Rewrite the entries from the start through the line containing "161], [220, 170]]]", replacing "charred" with "blackened" and keeping everything else the same. Do not include the pictures in your answer.

══ Supplied entries ══

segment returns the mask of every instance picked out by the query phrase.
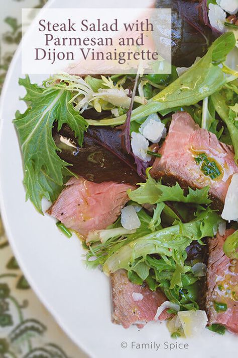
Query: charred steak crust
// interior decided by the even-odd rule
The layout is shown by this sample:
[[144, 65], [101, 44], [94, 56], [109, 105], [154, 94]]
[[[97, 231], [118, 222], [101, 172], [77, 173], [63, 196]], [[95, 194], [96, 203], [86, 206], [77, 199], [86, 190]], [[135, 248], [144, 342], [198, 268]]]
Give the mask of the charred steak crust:
[[[154, 320], [158, 308], [167, 301], [160, 290], [152, 291], [146, 285], [140, 286], [129, 281], [124, 269], [112, 273], [110, 282], [112, 321], [125, 328], [134, 324], [142, 328]], [[159, 319], [164, 320], [170, 316], [164, 311]]]
[[[238, 334], [237, 262], [227, 257], [222, 249], [226, 238], [233, 232], [227, 230], [223, 236], [217, 234], [209, 240], [206, 307], [209, 325], [218, 323]], [[227, 309], [217, 312], [214, 302], [225, 304]]]
[[[213, 206], [221, 210], [232, 174], [238, 172], [232, 147], [221, 143], [212, 133], [201, 129], [184, 112], [172, 115], [167, 136], [150, 171], [157, 180], [162, 178], [169, 185], [178, 182], [184, 189], [210, 187]], [[211, 179], [201, 170], [195, 158], [204, 154], [215, 161], [220, 170]]]

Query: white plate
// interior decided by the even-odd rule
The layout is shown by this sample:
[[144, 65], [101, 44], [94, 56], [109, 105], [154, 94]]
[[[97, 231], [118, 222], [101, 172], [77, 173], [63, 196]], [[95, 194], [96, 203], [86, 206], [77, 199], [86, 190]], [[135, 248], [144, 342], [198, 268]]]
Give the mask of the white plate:
[[[50, 7], [79, 7], [79, 2], [55, 0]], [[135, 0], [143, 7], [145, 0]], [[83, 4], [85, 4], [84, 2]], [[121, 0], [120, 6], [132, 7], [133, 3]], [[105, 7], [111, 2], [104, 1]], [[118, 6], [117, 4], [116, 5]], [[101, 6], [101, 4], [100, 4]], [[87, 7], [98, 6], [92, 1]], [[81, 261], [83, 251], [78, 240], [61, 235], [51, 218], [43, 217], [25, 200], [22, 184], [22, 158], [12, 123], [15, 111], [25, 110], [19, 101], [24, 93], [18, 84], [21, 76], [21, 50], [19, 49], [9, 69], [2, 96], [0, 143], [0, 198], [2, 214], [11, 245], [33, 290], [68, 335], [91, 357], [182, 357], [223, 358], [235, 356], [238, 340], [229, 333], [215, 335], [207, 330], [196, 339], [179, 339], [187, 343], [188, 349], [165, 349], [171, 339], [164, 323], [150, 323], [143, 329], [136, 327], [125, 330], [110, 321], [109, 282], [99, 270], [87, 270]], [[42, 79], [38, 78], [38, 81]], [[127, 342], [127, 348], [122, 348]], [[154, 349], [132, 348], [132, 342], [161, 343]], [[125, 344], [125, 343], [124, 343]], [[78, 357], [75, 357], [78, 358]]]

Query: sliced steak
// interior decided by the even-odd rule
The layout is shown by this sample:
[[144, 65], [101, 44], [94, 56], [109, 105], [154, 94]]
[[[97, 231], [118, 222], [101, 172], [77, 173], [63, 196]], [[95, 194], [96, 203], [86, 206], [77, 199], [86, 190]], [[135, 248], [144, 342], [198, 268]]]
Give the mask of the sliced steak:
[[[209, 324], [219, 323], [238, 333], [238, 263], [228, 259], [222, 250], [233, 232], [227, 230], [224, 236], [217, 234], [209, 241], [206, 306]], [[227, 310], [217, 312], [214, 303], [225, 304]]]
[[128, 189], [134, 187], [72, 178], [48, 212], [85, 237], [91, 230], [105, 229], [116, 220], [129, 200]]
[[[158, 308], [167, 301], [159, 290], [152, 291], [147, 285], [140, 286], [129, 281], [127, 271], [120, 269], [111, 275], [112, 320], [128, 328], [132, 324], [142, 328], [153, 321]], [[171, 315], [163, 311], [159, 320]]]
[[[231, 147], [201, 129], [189, 114], [181, 112], [173, 115], [168, 135], [159, 153], [161, 158], [156, 158], [150, 171], [153, 178], [163, 178], [168, 184], [178, 182], [184, 188], [200, 189], [209, 185], [211, 198], [218, 208], [222, 208], [231, 176], [238, 172]], [[201, 155], [217, 164], [220, 174], [214, 179], [202, 171], [202, 160], [197, 161]]]

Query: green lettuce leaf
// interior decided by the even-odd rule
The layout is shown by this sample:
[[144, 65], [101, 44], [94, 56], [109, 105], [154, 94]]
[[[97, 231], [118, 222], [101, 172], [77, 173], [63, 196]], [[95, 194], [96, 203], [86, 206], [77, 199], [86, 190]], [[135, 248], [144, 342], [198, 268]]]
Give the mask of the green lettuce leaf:
[[193, 190], [188, 188], [188, 193], [185, 195], [183, 189], [177, 183], [174, 186], [167, 186], [157, 182], [150, 175], [147, 171], [148, 179], [146, 183], [140, 183], [140, 187], [135, 190], [129, 191], [130, 198], [139, 204], [155, 204], [164, 201], [179, 201], [196, 204], [209, 204], [209, 187]]
[[119, 249], [114, 248], [114, 252], [105, 257], [103, 271], [109, 274], [120, 268], [130, 270], [135, 260], [141, 257], [146, 258], [147, 255], [173, 257], [174, 250], [184, 251], [193, 240], [213, 237], [220, 221], [217, 214], [208, 209], [189, 223], [180, 223], [148, 234], [124, 244]]
[[[236, 99], [234, 100], [234, 97]], [[234, 147], [235, 161], [238, 163], [238, 121], [236, 119], [237, 114], [229, 106], [229, 104], [231, 105], [229, 103], [231, 101], [237, 101], [237, 95], [234, 93], [233, 94], [231, 90], [223, 89], [220, 92], [214, 93], [211, 96], [211, 99], [216, 112], [226, 125]]]
[[[235, 46], [232, 32], [226, 32], [217, 39], [207, 53], [199, 61], [164, 90], [132, 112], [131, 121], [146, 117], [152, 113], [164, 110], [197, 103], [219, 90], [226, 79], [218, 64], [224, 62], [229, 52]], [[100, 121], [87, 120], [93, 125], [115, 125], [126, 120], [126, 115], [116, 118]]]
[[42, 199], [53, 201], [63, 184], [64, 177], [70, 174], [69, 165], [57, 154], [52, 134], [55, 121], [60, 129], [66, 123], [74, 131], [79, 145], [87, 125], [69, 104], [72, 93], [63, 89], [44, 88], [32, 84], [30, 79], [20, 79], [19, 84], [27, 90], [23, 99], [28, 105], [26, 112], [17, 112], [14, 123], [18, 133], [23, 156], [24, 184], [26, 198], [43, 213]]

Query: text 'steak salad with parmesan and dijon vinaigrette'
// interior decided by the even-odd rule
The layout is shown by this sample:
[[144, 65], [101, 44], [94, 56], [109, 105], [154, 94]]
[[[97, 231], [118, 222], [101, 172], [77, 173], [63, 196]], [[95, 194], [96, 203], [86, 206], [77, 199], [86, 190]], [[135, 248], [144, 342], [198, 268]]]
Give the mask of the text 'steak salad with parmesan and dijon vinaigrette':
[[114, 323], [238, 334], [238, 2], [156, 6], [172, 74], [20, 79], [27, 199], [109, 277]]

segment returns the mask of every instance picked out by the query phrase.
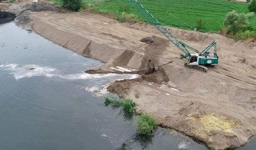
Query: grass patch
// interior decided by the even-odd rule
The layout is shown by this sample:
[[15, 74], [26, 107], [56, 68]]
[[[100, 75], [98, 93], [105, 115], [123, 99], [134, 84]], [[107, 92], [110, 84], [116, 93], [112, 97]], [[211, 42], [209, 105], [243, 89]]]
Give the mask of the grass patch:
[[[167, 11], [193, 27], [197, 27], [197, 20], [201, 19], [204, 21], [200, 30], [203, 32], [217, 31], [221, 29], [225, 15], [232, 10], [236, 10], [238, 13], [248, 12], [247, 3], [223, 0], [139, 0], [139, 1], [165, 25], [191, 30], [187, 25], [167, 13]], [[127, 14], [137, 15], [139, 20], [148, 21], [127, 0], [106, 0], [95, 4], [100, 9], [106, 12], [116, 13], [117, 11], [125, 11]], [[256, 16], [254, 16], [250, 22], [256, 30]]]
[[136, 129], [142, 135], [150, 134], [157, 126], [156, 121], [146, 114], [143, 114], [139, 116], [136, 123]]
[[[60, 0], [47, 0], [60, 5]], [[222, 29], [224, 18], [230, 11], [235, 10], [238, 13], [245, 14], [248, 12], [248, 3], [223, 0], [157, 0], [156, 1], [139, 0], [139, 1], [165, 25], [191, 29], [174, 17], [167, 13], [167, 11], [193, 27], [199, 26], [200, 28], [200, 30], [202, 32], [217, 32]], [[126, 14], [132, 14], [137, 16], [137, 18], [140, 21], [148, 22], [127, 0], [82, 0], [82, 10], [89, 6], [89, 10], [94, 12], [120, 15], [122, 12], [125, 12]], [[90, 4], [86, 6], [89, 3]], [[256, 15], [250, 20], [250, 23], [256, 30]]]
[[121, 22], [136, 22], [138, 16], [133, 14], [127, 14], [123, 12], [117, 15], [116, 19]]
[[134, 112], [134, 107], [136, 105], [130, 99], [117, 99], [105, 98], [105, 104], [111, 105], [115, 107], [121, 106], [126, 112], [131, 113]]

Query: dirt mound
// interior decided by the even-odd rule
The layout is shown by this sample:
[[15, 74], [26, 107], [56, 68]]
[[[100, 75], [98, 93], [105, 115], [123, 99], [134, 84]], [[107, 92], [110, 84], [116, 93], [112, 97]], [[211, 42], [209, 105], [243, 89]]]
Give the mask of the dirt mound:
[[[185, 67], [187, 60], [179, 59], [182, 52], [147, 24], [130, 24], [134, 28], [130, 29], [127, 24], [82, 12], [32, 12], [30, 16], [33, 29], [39, 34], [84, 56], [108, 62], [92, 73], [112, 71], [109, 68], [117, 66], [144, 70], [149, 59], [156, 66], [173, 61], [163, 66], [164, 73], [116, 81], [108, 88], [133, 99], [137, 111], [151, 114], [163, 126], [214, 149], [241, 146], [256, 135], [256, 51], [251, 45], [209, 34], [218, 42], [219, 62], [203, 73]], [[204, 49], [210, 44], [199, 34], [192, 34], [194, 31], [172, 30], [197, 49]], [[204, 126], [201, 121], [205, 120], [204, 116], [212, 113], [237, 121], [240, 126], [230, 128], [235, 134], [212, 129], [204, 129], [206, 135], [197, 134], [196, 131]], [[198, 114], [199, 119], [186, 119], [191, 114]]]
[[[117, 93], [120, 97], [124, 98], [129, 96], [132, 89], [131, 87], [136, 84], [145, 82], [161, 84], [162, 82], [168, 82], [169, 81], [169, 79], [164, 69], [161, 68], [156, 72], [143, 75], [140, 78], [115, 81], [108, 87], [108, 90], [110, 92]], [[135, 97], [139, 98], [138, 95]]]
[[10, 12], [1, 12], [0, 13], [0, 24], [12, 21], [16, 17], [15, 14]]
[[9, 7], [9, 11], [16, 14], [17, 17], [15, 23], [17, 25], [26, 29], [30, 29], [31, 20], [28, 15], [31, 12], [52, 12], [56, 10], [56, 8], [52, 6], [43, 3], [25, 3], [20, 5], [13, 5]]

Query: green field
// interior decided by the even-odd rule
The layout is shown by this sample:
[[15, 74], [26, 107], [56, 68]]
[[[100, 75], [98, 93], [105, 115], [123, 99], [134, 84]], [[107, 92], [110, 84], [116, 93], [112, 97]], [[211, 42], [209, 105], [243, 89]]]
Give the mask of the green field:
[[[96, 0], [96, 1], [99, 0]], [[191, 29], [187, 25], [167, 14], [166, 11], [192, 27], [196, 27], [196, 21], [203, 21], [204, 32], [215, 32], [223, 26], [225, 16], [235, 10], [239, 13], [248, 12], [248, 4], [225, 0], [139, 0], [160, 22], [165, 25]], [[83, 3], [93, 0], [83, 0]], [[133, 13], [138, 19], [146, 21], [144, 17], [126, 0], [100, 1], [95, 4], [102, 10], [109, 12]], [[250, 20], [256, 30], [256, 15]]]

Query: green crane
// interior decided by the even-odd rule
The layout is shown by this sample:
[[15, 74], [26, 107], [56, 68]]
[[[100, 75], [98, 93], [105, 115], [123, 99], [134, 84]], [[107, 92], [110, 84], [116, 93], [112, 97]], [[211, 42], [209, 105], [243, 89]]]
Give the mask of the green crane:
[[[181, 55], [180, 58], [188, 60], [188, 62], [185, 63], [185, 66], [206, 72], [208, 69], [205, 66], [214, 66], [218, 64], [219, 57], [217, 55], [217, 42], [213, 40], [210, 45], [200, 52], [179, 40], [137, 0], [127, 0], [162, 34], [185, 53], [184, 55]], [[212, 48], [213, 48], [214, 51], [210, 53], [209, 51]], [[189, 51], [195, 53], [191, 54]], [[187, 58], [188, 57], [188, 58]]]

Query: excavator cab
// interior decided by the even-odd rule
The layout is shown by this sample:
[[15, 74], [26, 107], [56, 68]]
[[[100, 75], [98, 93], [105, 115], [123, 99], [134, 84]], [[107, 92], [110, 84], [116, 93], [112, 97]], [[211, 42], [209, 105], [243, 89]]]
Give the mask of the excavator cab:
[[197, 56], [191, 56], [188, 62], [189, 64], [192, 65], [198, 65], [198, 57]]

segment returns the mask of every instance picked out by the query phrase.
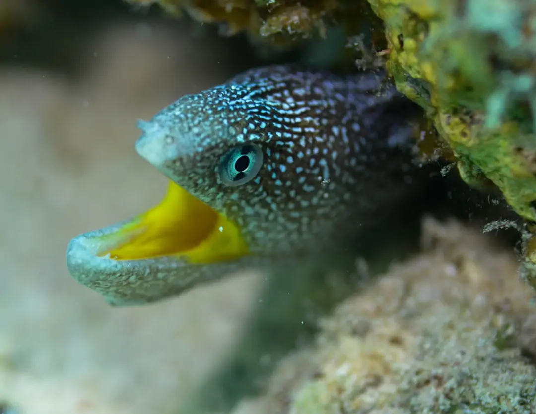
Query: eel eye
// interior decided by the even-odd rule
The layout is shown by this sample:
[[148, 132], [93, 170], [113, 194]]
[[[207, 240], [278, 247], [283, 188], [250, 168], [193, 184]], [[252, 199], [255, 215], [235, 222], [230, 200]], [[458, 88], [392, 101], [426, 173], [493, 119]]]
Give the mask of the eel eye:
[[263, 152], [254, 144], [235, 147], [224, 156], [220, 178], [226, 185], [240, 185], [253, 179], [263, 164]]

═══

(Exercise response)
segment returns the mask of every instance picked out by the query phrase.
Query: blackened steak crust
// interior decided by the even-odd rule
The layout is shown by this sample:
[[144, 65], [101, 44], [94, 56], [109, 105], [154, 94]]
[[[97, 231], [118, 222], [101, 172], [77, 173], [63, 196]], [[95, 194], [96, 203], [86, 206], [77, 199], [86, 190]], [[135, 248], [144, 342], [198, 268]]]
Give the mask of the blackened steak crust:
[[[154, 320], [158, 308], [167, 301], [160, 290], [152, 291], [146, 285], [140, 286], [129, 281], [124, 269], [112, 273], [110, 282], [112, 321], [125, 328], [134, 324], [142, 328]], [[159, 319], [164, 320], [170, 316], [164, 311]]]
[[[238, 334], [237, 262], [227, 257], [222, 249], [226, 238], [233, 232], [227, 230], [223, 236], [217, 234], [209, 240], [206, 307], [209, 325], [218, 323]], [[227, 309], [217, 312], [214, 302], [225, 304]]]
[[[213, 206], [221, 210], [232, 174], [238, 172], [232, 147], [221, 143], [212, 133], [201, 129], [184, 112], [172, 115], [167, 136], [150, 171], [157, 180], [162, 178], [169, 185], [178, 182], [184, 189], [210, 187]], [[211, 179], [201, 170], [195, 158], [204, 154], [215, 161], [220, 170]]]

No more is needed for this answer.